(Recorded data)
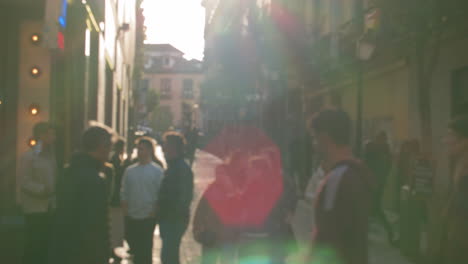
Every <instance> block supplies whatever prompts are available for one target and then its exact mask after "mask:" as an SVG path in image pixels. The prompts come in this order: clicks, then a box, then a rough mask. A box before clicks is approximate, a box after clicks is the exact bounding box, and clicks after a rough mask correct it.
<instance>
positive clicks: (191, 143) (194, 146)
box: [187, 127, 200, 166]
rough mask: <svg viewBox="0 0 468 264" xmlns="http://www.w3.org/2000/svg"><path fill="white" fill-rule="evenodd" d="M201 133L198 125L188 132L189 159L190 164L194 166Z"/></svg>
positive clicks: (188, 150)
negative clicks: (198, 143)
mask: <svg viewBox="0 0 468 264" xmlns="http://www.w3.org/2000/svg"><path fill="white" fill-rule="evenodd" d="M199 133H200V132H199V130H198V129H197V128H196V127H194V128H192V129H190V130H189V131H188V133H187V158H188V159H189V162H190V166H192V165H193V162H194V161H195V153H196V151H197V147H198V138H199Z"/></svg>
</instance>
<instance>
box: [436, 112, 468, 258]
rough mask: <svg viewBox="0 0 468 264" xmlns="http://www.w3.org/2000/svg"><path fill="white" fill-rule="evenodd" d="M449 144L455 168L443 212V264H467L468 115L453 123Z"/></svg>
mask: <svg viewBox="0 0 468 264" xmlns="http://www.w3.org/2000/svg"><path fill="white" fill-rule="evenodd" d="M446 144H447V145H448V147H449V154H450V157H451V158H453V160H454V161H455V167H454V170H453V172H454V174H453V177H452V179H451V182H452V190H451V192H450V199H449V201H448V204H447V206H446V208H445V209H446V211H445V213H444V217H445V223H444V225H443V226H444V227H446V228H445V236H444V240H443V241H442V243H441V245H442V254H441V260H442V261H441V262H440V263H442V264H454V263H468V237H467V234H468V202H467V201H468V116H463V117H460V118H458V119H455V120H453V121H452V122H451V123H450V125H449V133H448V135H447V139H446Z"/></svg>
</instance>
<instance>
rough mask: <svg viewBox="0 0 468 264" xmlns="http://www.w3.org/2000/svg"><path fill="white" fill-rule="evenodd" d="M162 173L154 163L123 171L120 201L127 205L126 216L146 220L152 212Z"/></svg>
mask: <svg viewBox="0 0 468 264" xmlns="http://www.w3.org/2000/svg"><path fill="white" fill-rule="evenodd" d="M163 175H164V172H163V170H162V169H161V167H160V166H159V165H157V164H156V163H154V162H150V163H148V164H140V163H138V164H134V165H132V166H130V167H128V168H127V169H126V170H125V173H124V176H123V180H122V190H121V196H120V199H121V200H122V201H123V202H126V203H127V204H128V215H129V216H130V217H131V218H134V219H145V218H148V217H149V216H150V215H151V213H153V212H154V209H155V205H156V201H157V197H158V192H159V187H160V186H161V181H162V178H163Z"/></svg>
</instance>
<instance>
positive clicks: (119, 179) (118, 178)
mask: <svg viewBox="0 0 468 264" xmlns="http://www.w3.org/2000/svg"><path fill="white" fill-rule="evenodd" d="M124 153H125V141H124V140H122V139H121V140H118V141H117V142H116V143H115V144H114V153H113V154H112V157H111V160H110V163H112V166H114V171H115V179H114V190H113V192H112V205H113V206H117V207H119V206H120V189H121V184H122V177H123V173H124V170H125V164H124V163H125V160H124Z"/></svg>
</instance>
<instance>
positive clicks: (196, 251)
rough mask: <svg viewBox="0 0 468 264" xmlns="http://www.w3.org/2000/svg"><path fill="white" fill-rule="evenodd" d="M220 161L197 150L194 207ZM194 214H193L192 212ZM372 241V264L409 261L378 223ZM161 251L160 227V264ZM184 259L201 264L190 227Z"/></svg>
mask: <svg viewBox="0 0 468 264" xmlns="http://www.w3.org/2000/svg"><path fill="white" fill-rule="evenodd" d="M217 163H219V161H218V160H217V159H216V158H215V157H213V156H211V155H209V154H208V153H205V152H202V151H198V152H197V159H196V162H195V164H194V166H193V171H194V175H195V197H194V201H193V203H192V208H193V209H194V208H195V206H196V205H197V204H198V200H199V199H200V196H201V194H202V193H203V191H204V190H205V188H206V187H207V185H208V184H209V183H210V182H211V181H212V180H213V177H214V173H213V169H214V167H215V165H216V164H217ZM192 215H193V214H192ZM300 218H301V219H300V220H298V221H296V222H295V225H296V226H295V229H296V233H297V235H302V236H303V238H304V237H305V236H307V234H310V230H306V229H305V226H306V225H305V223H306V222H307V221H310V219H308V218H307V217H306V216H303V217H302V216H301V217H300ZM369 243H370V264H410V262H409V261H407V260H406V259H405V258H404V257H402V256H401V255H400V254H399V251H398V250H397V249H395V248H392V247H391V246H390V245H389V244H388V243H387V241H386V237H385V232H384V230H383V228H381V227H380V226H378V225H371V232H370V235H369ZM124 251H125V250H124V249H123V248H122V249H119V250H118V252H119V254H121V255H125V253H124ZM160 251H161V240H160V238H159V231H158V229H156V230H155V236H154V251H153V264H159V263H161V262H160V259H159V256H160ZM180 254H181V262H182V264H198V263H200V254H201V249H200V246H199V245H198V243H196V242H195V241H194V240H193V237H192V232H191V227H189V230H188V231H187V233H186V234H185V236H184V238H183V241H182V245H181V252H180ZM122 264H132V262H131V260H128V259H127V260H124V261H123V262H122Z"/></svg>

▸ **What this task involves**
Verbatim repetition of the entries is required, excluding any pictures.

▸ **Output below**
Every <instance> block supplies whatever prompts are available for one target and then its exact mask after "mask:" as an SVG path in image pixels. The prompts come in this order: clicks, then a box, then a rough mask. A box before clicks is approximate, a box after clicks is the exact bounding box, and clicks after a rough mask correct it.
<instance>
positive clicks: (191, 143) (194, 146)
box: [187, 127, 200, 166]
rough mask: <svg viewBox="0 0 468 264" xmlns="http://www.w3.org/2000/svg"><path fill="white" fill-rule="evenodd" d="M201 133L198 125L188 132L189 159L190 164L194 166Z"/></svg>
positive clicks: (188, 150)
negative clicks: (198, 143)
mask: <svg viewBox="0 0 468 264" xmlns="http://www.w3.org/2000/svg"><path fill="white" fill-rule="evenodd" d="M199 133H200V132H199V130H198V129H197V128H196V127H194V128H192V129H190V130H189V131H188V133H187V158H188V159H189V162H190V166H192V165H193V162H194V161H195V153H196V151H197V147H198V138H199Z"/></svg>
</instance>
<instance>
box: [436, 112, 468, 258]
rough mask: <svg viewBox="0 0 468 264" xmlns="http://www.w3.org/2000/svg"><path fill="white" fill-rule="evenodd" d="M449 144L455 168L443 212V264H467L468 115L453 123Z"/></svg>
mask: <svg viewBox="0 0 468 264" xmlns="http://www.w3.org/2000/svg"><path fill="white" fill-rule="evenodd" d="M446 144H447V145H448V147H449V154H450V157H451V158H453V160H454V161H455V167H454V170H453V172H454V174H453V177H452V179H451V182H452V190H451V192H450V199H449V201H448V204H447V206H446V208H445V209H446V211H445V213H444V217H445V223H444V225H443V226H444V227H446V228H445V236H444V240H443V241H442V243H441V245H442V254H441V260H442V261H441V262H440V263H442V264H454V263H468V237H467V234H468V202H467V201H468V116H463V117H460V118H458V119H455V120H453V121H452V122H451V123H450V125H449V133H448V135H447V139H446Z"/></svg>
</instance>
<instance>
rough mask: <svg viewBox="0 0 468 264" xmlns="http://www.w3.org/2000/svg"><path fill="white" fill-rule="evenodd" d="M162 173L154 163L123 171L120 201L127 205L126 216L146 220L152 212Z"/></svg>
mask: <svg viewBox="0 0 468 264" xmlns="http://www.w3.org/2000/svg"><path fill="white" fill-rule="evenodd" d="M163 175H164V172H163V170H162V169H161V167H160V166H159V165H157V164H156V163H154V162H150V163H148V164H140V163H138V164H134V165H132V166H130V167H128V168H127V169H126V170H125V173H124V176H123V180H122V190H121V196H120V199H121V200H122V201H123V202H126V203H127V204H128V215H129V216H130V217H131V218H134V219H145V218H148V217H149V216H150V215H151V213H153V212H154V209H155V205H156V201H157V197H158V192H159V187H160V186H161V181H162V178H163Z"/></svg>
</instance>
<instance>
positive clicks: (119, 179) (118, 178)
mask: <svg viewBox="0 0 468 264" xmlns="http://www.w3.org/2000/svg"><path fill="white" fill-rule="evenodd" d="M124 153H125V141H124V140H122V139H121V140H118V141H117V142H116V143H115V144H114V153H113V154H112V157H111V160H110V163H112V166H114V171H115V179H114V190H113V192H112V205H113V206H117V207H119V206H120V189H121V184H122V177H123V173H124V170H125V164H124V163H125V160H124Z"/></svg>
</instance>
<instance>
positive clicks: (196, 251)
rough mask: <svg viewBox="0 0 468 264" xmlns="http://www.w3.org/2000/svg"><path fill="white" fill-rule="evenodd" d="M220 161L197 150L194 207ZM194 214H193L192 212ZM372 241V264L409 261L378 223ZM161 251L160 227V264ZM184 259L201 264L190 227Z"/></svg>
mask: <svg viewBox="0 0 468 264" xmlns="http://www.w3.org/2000/svg"><path fill="white" fill-rule="evenodd" d="M217 163H219V161H218V160H217V159H216V158H215V157H213V156H211V155H209V154H208V153H205V152H202V151H198V152H197V159H196V162H195V164H194V166H193V171H194V175H195V197H194V201H193V203H192V208H193V209H194V208H195V206H196V205H197V204H198V200H199V199H200V196H201V194H202V193H203V191H204V190H205V188H206V187H207V185H208V184H209V183H210V182H211V181H212V180H213V177H214V173H213V169H214V167H215V165H216V164H217ZM192 215H193V214H192ZM300 218H301V219H300V220H298V221H296V222H295V225H296V226H295V229H296V233H297V235H302V236H303V238H304V237H305V236H307V234H310V230H306V229H305V226H306V225H305V223H306V222H307V221H310V219H308V218H307V217H306V216H303V217H302V216H301V217H300ZM369 243H370V264H410V262H409V261H407V260H406V259H405V258H404V257H402V256H401V255H400V254H399V251H398V250H397V249H395V248H392V247H391V246H390V245H389V244H388V243H387V241H386V237H385V232H384V230H383V228H381V227H380V226H378V225H371V232H370V235H369ZM124 251H125V250H124V249H123V248H122V249H119V250H118V252H119V254H121V255H125V253H124ZM160 251H161V240H160V238H159V231H158V229H156V230H155V236H154V251H153V264H159V263H161V262H160V259H159V256H160ZM180 254H181V262H182V264H198V263H200V254H201V249H200V246H199V245H198V243H196V242H195V241H194V240H193V237H192V232H191V227H189V230H188V231H187V233H186V234H185V236H184V238H183V241H182V245H181V252H180ZM122 264H132V262H131V260H128V259H127V260H124V261H123V262H122Z"/></svg>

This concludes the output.